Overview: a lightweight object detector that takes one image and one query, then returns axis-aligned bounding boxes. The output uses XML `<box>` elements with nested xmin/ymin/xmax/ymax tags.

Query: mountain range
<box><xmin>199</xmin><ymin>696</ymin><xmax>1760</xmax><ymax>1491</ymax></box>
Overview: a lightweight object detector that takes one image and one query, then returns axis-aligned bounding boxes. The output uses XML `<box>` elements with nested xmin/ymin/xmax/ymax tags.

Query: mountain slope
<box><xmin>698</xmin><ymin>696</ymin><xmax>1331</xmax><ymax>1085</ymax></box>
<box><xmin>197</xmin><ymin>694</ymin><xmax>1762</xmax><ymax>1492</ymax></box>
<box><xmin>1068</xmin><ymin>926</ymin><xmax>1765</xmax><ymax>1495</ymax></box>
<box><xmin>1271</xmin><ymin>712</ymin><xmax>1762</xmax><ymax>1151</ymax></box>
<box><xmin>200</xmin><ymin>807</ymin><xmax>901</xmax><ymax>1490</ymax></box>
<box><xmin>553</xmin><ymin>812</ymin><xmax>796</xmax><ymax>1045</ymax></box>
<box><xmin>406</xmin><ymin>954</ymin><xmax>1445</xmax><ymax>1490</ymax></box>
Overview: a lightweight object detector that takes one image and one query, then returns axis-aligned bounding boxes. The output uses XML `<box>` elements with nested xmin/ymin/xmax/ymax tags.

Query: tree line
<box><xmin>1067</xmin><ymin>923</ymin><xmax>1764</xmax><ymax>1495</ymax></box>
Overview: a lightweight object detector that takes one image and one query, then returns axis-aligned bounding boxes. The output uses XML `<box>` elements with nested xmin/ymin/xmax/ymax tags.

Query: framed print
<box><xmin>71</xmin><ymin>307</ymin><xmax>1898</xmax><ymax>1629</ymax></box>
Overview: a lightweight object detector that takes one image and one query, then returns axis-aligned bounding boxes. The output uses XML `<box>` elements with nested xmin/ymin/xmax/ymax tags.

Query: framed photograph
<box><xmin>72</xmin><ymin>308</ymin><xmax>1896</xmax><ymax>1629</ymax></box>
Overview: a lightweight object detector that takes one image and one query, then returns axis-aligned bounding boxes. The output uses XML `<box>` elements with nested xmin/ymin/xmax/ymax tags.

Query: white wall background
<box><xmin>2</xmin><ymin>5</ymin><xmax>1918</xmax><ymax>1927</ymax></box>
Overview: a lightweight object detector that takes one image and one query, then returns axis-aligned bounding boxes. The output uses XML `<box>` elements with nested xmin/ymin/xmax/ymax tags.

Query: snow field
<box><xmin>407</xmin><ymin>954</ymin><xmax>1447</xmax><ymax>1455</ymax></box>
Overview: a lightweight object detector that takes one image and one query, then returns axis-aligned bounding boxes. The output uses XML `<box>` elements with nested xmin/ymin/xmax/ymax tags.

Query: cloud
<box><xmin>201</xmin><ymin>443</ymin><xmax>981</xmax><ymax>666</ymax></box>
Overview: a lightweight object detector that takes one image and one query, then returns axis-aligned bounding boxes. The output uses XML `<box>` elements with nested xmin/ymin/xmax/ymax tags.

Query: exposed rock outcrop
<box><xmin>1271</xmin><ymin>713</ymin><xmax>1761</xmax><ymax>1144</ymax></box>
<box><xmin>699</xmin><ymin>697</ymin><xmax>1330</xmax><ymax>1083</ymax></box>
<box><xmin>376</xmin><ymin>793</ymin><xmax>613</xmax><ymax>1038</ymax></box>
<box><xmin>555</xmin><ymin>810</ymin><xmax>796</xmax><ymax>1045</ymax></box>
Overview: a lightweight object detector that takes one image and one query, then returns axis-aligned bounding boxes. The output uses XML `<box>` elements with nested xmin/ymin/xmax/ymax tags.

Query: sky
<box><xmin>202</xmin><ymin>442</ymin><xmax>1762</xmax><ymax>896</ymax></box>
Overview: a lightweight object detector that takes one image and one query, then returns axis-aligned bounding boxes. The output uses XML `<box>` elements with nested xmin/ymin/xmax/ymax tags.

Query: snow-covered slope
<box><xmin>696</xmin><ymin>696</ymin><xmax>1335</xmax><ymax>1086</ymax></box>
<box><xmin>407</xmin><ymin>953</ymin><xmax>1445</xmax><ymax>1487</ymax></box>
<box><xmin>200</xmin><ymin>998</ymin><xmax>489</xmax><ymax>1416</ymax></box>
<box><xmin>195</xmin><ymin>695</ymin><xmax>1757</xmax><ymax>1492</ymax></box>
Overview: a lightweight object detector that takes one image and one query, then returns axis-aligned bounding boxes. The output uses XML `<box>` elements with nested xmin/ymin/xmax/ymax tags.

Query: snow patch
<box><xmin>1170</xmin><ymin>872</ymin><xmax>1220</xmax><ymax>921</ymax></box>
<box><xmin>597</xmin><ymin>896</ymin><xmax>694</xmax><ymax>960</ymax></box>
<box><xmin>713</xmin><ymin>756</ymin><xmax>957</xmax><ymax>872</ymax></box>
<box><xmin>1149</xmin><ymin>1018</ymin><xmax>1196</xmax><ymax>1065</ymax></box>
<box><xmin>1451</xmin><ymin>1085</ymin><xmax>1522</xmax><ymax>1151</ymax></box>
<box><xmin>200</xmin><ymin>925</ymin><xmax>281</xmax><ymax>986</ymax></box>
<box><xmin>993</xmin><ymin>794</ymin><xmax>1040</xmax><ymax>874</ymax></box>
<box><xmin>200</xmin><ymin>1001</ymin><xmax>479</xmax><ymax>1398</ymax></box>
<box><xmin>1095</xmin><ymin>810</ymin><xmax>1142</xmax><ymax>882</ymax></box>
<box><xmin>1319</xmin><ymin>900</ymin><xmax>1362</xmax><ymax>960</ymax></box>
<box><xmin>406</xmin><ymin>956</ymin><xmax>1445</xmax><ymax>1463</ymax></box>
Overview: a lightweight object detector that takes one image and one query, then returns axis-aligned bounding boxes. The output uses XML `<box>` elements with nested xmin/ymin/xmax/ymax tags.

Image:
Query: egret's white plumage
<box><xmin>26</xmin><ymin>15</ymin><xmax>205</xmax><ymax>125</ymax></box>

= = = =

• **Goal of the exercise**
All records should be returned verbatim, none left out.

• **Answer for this exercise**
Overview: a lightweight object detector that takes one image and one query, then returns axis-aligned bounding boxes. The output uses XML `<box>` elements with nested xmin/ymin/xmax/ymax tags.

Query: mountain range
<box><xmin>199</xmin><ymin>696</ymin><xmax>1760</xmax><ymax>1491</ymax></box>
Overview: a lightweight object detector that takes one image and one query, then returns axis-aligned bounding boxes. The output uses XML `<box>` elements with nested xmin/ymin/xmax/ymax tags.

Query: mountain slope
<box><xmin>698</xmin><ymin>696</ymin><xmax>1331</xmax><ymax>1085</ymax></box>
<box><xmin>197</xmin><ymin>694</ymin><xmax>1762</xmax><ymax>1492</ymax></box>
<box><xmin>1068</xmin><ymin>926</ymin><xmax>1765</xmax><ymax>1495</ymax></box>
<box><xmin>1271</xmin><ymin>712</ymin><xmax>1762</xmax><ymax>1151</ymax></box>
<box><xmin>200</xmin><ymin>807</ymin><xmax>901</xmax><ymax>1490</ymax></box>
<box><xmin>553</xmin><ymin>812</ymin><xmax>796</xmax><ymax>1045</ymax></box>
<box><xmin>406</xmin><ymin>954</ymin><xmax>1445</xmax><ymax>1490</ymax></box>
Overview: a lightweight object detector that takes one image and one query, then returns axis-aligned bounding boxes. The output uses XML `<box>` elements with nested xmin/ymin/xmax/ymax tags.

Query: tree line
<box><xmin>1067</xmin><ymin>923</ymin><xmax>1764</xmax><ymax>1495</ymax></box>
Overview: a lightweight object detector that takes one image and one query, then returns axis-aligned bounding boxes. The output uses XML `<box>` elements with nested xmin/ymin/xmax/ymax tags.

Query: framed print
<box><xmin>71</xmin><ymin>307</ymin><xmax>1898</xmax><ymax>1629</ymax></box>
Overview: a lightweight object detector that takes one image and one query, then returns axis-aligned bounding boxes. The output uses XML `<box>` elements with nested xmin/ymin/xmax/ymax tags.

Query: framed photograph
<box><xmin>72</xmin><ymin>308</ymin><xmax>1896</xmax><ymax>1629</ymax></box>
Overview: a lightweight object detector that takes one image and one query, then returns axis-aligned bounding boxes. The output uses XML `<box>` elements with nested xmin/ymin/xmax/ymax tags.

Query: white wall background
<box><xmin>2</xmin><ymin>5</ymin><xmax>1918</xmax><ymax>1927</ymax></box>
Overview: a lightweight object detector that takes one image and one query, then returns axis-aligned bounding boxes. The output uses XML `<box>` elements with nested xmin/ymin/xmax/ymax tags.

Query: snow field
<box><xmin>407</xmin><ymin>954</ymin><xmax>1447</xmax><ymax>1455</ymax></box>
Overview: a lightweight object detector that takes one image and one query, then returns axis-aligned bounding boxes. The output uses XML `<box>` elements with nested xmin/ymin/xmax/ymax tags.

Query: cloud
<box><xmin>201</xmin><ymin>443</ymin><xmax>981</xmax><ymax>666</ymax></box>
Overview: a lightweight object detector that takes one image and one query, then returns axis-aligned bounding boxes. The output uses XML `<box>` elements with nested xmin/ymin/xmax/ymax tags.

Query: exposed rock outcrop
<box><xmin>1271</xmin><ymin>713</ymin><xmax>1761</xmax><ymax>1144</ymax></box>
<box><xmin>699</xmin><ymin>697</ymin><xmax>1330</xmax><ymax>1083</ymax></box>
<box><xmin>376</xmin><ymin>793</ymin><xmax>613</xmax><ymax>1038</ymax></box>
<box><xmin>555</xmin><ymin>810</ymin><xmax>796</xmax><ymax>1045</ymax></box>
Overview: a lightweight object detector that takes one image and one query, then returns axis-aligned bounding boxes. The output uses XML `<box>` elements with nested xmin/ymin/xmax/ymax tags.

Query: sky
<box><xmin>202</xmin><ymin>442</ymin><xmax>1762</xmax><ymax>896</ymax></box>
Overview: a lightweight object detector that takes one image and one query, then returns axis-aligned bounding boxes. The output uses XML `<box>` elements with nested xmin/ymin/xmax/ymax tags.

Query: snow-covered slope
<box><xmin>696</xmin><ymin>696</ymin><xmax>1335</xmax><ymax>1086</ymax></box>
<box><xmin>407</xmin><ymin>953</ymin><xmax>1445</xmax><ymax>1487</ymax></box>
<box><xmin>200</xmin><ymin>998</ymin><xmax>489</xmax><ymax>1416</ymax></box>
<box><xmin>195</xmin><ymin>695</ymin><xmax>1757</xmax><ymax>1492</ymax></box>
Overview: a lightweight object detector that takes one image and one query, then returns axis-aligned bounding boxes. The output uses XML `<box>` elements with nested xmin/ymin/xmax/ymax tags.

Query: snow patch
<box><xmin>1170</xmin><ymin>872</ymin><xmax>1220</xmax><ymax>921</ymax></box>
<box><xmin>597</xmin><ymin>896</ymin><xmax>694</xmax><ymax>960</ymax></box>
<box><xmin>713</xmin><ymin>756</ymin><xmax>957</xmax><ymax>872</ymax></box>
<box><xmin>1149</xmin><ymin>1018</ymin><xmax>1196</xmax><ymax>1065</ymax></box>
<box><xmin>1451</xmin><ymin>1085</ymin><xmax>1522</xmax><ymax>1151</ymax></box>
<box><xmin>200</xmin><ymin>925</ymin><xmax>281</xmax><ymax>986</ymax></box>
<box><xmin>993</xmin><ymin>794</ymin><xmax>1040</xmax><ymax>874</ymax></box>
<box><xmin>200</xmin><ymin>1001</ymin><xmax>479</xmax><ymax>1398</ymax></box>
<box><xmin>1095</xmin><ymin>810</ymin><xmax>1142</xmax><ymax>882</ymax></box>
<box><xmin>1319</xmin><ymin>900</ymin><xmax>1362</xmax><ymax>960</ymax></box>
<box><xmin>406</xmin><ymin>956</ymin><xmax>1445</xmax><ymax>1463</ymax></box>
Overview: a lightweight object detector that takes one image and one query, then returns axis-aligned bounding boxes. The output uses XML `<box>` elements with nested xmin/ymin/xmax/ymax tags.

Image:
Query: egret's white plumage
<box><xmin>26</xmin><ymin>15</ymin><xmax>205</xmax><ymax>125</ymax></box>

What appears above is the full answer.